** Data for this task **
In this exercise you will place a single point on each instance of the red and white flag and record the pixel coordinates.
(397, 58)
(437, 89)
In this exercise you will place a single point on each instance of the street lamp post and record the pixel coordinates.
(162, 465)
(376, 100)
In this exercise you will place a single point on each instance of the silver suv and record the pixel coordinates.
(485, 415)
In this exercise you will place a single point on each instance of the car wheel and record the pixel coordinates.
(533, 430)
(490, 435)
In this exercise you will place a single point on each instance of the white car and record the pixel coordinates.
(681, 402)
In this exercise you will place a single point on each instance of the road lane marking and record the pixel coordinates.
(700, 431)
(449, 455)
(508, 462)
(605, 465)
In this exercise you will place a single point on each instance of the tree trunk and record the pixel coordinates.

** Written instruction **
Nothing should be left out: return all of the records exactly.

** Answer to this task **
In this exercise you will place a single point on each instance of the red and white flag and record the pixel coordinates.
(397, 58)
(437, 89)
In this exercise you will place a single point on each instance of the street lamp post and record the pixel coordinates.
(162, 465)
(376, 100)
In this exercise you will place a single point on each instance of the silver suv and record the pixel coordinates.
(485, 415)
In this exercise you will place a single point on each instance of the car wheel and record the pixel coordinates.
(533, 430)
(490, 435)
In this exercise you will place a single point on each instance of the white car and record the pixel coordinates.
(681, 402)
In this exercise you will place a single point on each instance of the road lane marking and record the pixel coordinates.
(700, 431)
(449, 455)
(508, 462)
(605, 465)
In this exercise you will place a single point on each instance of the tree trunk and record the pixel coordinates.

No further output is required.